◆ Task to complete
Carry on the forum post below about Hudson's Bay, Buffalo malls, and Dillard's, starting right after its final sentence.

Post by ClownLoach »

buckguy wrote: March 14th, 2023, 3:12 pm Hudson's Bay has been in trouble for quite awhile. They've closed flagships in the western provinces and are now owned by the same guy who owned and liquidated Lord & Taylor, so there's a fear that they will hollow it for real estate. They probably benefited from the demise of Eaton's which overlapped but was a more mid-market store, but that was quite awhile ago.

I've been to Buffalo a couple times in the last 5 years. They have as many dead malls as anywhere else--the one closest to Canada is being redeveloped after along decline. There's only one traditional mall that's considered healthy. If Canadians aren't propping up retail there, shopping at US malls probably isn't a big factor, overall.

Dillard has done well recently because they could sell more full price merchandise until recently but they put out a warning for the near future. They continue to buy back stock to inflate the dividend rather than invest in the stores. Before COVID, their profit margin was cratering because of more promotional activity. They only recently came up with an app and have been an online laggard.

◆ Data records
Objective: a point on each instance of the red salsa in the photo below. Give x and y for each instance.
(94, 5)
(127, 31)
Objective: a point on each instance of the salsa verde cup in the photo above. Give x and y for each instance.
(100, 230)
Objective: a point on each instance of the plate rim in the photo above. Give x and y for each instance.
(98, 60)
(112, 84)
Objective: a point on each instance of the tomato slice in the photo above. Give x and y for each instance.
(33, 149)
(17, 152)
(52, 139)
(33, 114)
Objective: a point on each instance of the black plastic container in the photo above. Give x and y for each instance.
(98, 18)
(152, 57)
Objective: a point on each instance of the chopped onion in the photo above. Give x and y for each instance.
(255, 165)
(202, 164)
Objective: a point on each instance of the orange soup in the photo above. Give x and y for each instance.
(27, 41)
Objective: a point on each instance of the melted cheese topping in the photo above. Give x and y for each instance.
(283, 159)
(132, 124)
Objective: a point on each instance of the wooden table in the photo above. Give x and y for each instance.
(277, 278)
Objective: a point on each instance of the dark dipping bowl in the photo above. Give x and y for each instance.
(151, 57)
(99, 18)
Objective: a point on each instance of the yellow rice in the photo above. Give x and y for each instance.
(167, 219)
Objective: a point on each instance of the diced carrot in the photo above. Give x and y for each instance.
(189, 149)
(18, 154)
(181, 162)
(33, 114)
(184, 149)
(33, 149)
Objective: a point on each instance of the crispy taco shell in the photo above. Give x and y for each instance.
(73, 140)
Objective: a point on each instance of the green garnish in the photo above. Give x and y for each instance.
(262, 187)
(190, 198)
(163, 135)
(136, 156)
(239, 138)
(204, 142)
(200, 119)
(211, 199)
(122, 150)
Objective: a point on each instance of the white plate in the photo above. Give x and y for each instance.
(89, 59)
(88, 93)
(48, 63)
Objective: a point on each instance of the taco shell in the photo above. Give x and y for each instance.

◆ Output of the task
Hudson Bay is a real estate play for sure, but they're better set up than say Sears was to remain a going concern. For example their flagship in Montréal is much larger than they need it to be, but the store still performs. They will eventually downsize it from its currently ridiculous 7 story sales floor down to maybe 3 floors, but they are still negotiating with the city to put either a condo or office tower on top of it. They have other valuable sites where they can do the same thing and get the store to a rational size but keep the business going while also cashing out on development opportunities.

Lord and Taylor changed hands multiple times in their history, however they were sold by Hudson's Bay to a company called Le Tote and didn't even make it a year under their ownership before liquidating. Despite the heritage of the name the stores were a disaster for years, the last couple of times I visited stores on the East Coast they were more comparable to Sears than Macy's. Empty space everywhere, run down buildings. There was no resemblance to the Hudson's Bay stores which are neat, tidy, well run and fully stocked (maybe too stocked).